• [Stated task]: Rewrite the records starting at the line that contains "Can you see the hair" and ending at the last line of the records, keeping every request as it stands. Multiply each coordinate in the answers by 2.45 and round it to a whole number, with halves rounded up.

-- START The data --

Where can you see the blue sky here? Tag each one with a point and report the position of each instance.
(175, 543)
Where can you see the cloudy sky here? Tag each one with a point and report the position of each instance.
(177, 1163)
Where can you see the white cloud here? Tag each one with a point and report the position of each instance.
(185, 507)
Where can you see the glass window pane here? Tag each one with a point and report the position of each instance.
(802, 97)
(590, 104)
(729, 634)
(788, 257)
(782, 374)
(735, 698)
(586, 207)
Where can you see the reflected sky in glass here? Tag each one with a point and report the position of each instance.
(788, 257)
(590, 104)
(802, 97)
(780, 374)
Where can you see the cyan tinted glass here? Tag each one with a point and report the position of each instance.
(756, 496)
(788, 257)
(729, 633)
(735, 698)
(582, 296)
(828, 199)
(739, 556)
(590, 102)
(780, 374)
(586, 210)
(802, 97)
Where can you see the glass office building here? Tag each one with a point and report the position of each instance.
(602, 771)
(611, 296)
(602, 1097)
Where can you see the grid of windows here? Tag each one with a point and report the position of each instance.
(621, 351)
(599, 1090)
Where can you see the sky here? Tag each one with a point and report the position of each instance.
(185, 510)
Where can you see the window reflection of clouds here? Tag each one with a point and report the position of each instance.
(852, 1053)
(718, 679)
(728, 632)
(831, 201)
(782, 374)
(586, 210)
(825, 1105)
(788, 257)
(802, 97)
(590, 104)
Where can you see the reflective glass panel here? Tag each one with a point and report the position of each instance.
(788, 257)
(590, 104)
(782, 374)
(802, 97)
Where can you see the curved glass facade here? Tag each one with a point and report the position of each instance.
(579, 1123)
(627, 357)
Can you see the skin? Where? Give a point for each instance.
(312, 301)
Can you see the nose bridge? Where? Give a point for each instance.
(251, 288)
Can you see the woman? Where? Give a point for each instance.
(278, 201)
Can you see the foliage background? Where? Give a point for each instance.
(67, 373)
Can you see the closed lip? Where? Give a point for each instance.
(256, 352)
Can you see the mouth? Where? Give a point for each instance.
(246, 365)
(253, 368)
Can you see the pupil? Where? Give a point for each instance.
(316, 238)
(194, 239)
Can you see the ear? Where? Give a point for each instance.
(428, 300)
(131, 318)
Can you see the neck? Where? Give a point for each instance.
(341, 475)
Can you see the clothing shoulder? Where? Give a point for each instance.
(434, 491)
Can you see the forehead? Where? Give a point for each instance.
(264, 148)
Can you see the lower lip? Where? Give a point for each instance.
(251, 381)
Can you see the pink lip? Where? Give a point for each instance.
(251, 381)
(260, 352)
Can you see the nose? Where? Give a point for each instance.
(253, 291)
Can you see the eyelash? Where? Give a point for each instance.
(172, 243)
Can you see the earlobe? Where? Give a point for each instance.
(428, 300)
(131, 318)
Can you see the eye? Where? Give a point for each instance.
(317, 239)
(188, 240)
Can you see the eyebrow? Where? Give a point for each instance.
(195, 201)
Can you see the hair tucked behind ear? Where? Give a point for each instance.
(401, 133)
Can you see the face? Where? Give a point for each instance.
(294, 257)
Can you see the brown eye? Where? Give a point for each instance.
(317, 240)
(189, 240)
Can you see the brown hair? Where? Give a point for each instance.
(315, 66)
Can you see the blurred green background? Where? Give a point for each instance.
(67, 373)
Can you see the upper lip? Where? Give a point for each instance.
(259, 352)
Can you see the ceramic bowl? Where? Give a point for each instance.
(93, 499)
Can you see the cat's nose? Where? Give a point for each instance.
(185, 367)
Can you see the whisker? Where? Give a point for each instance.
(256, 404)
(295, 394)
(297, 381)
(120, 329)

-- END The data --

• [Response to this exercise]:
Can you see the hair tucked behind ear? Where? Give a point for each instance.
(982, 326)
Can you see the face? Where? Give a point for each instance.
(720, 630)
Can you see the brown eye? Where? Give a point for each instance.
(777, 588)
(463, 588)
Can you see the brown hair? Where? Give a point for each instance.
(772, 162)
Can you see the blurred green background? Where? Give a point for each instance.
(164, 914)
Can you see the upper lip? Where? Give a point for each instance.
(635, 862)
Can you see the ceramic bowl? Where? Give a point for each instance.
(228, 1223)
Can you see the cat's nose? Where? Give a point for each instance.
(453, 899)
Can you see the whisker? Where? Give a point for each instance.
(627, 990)
(723, 965)
(728, 933)
(294, 806)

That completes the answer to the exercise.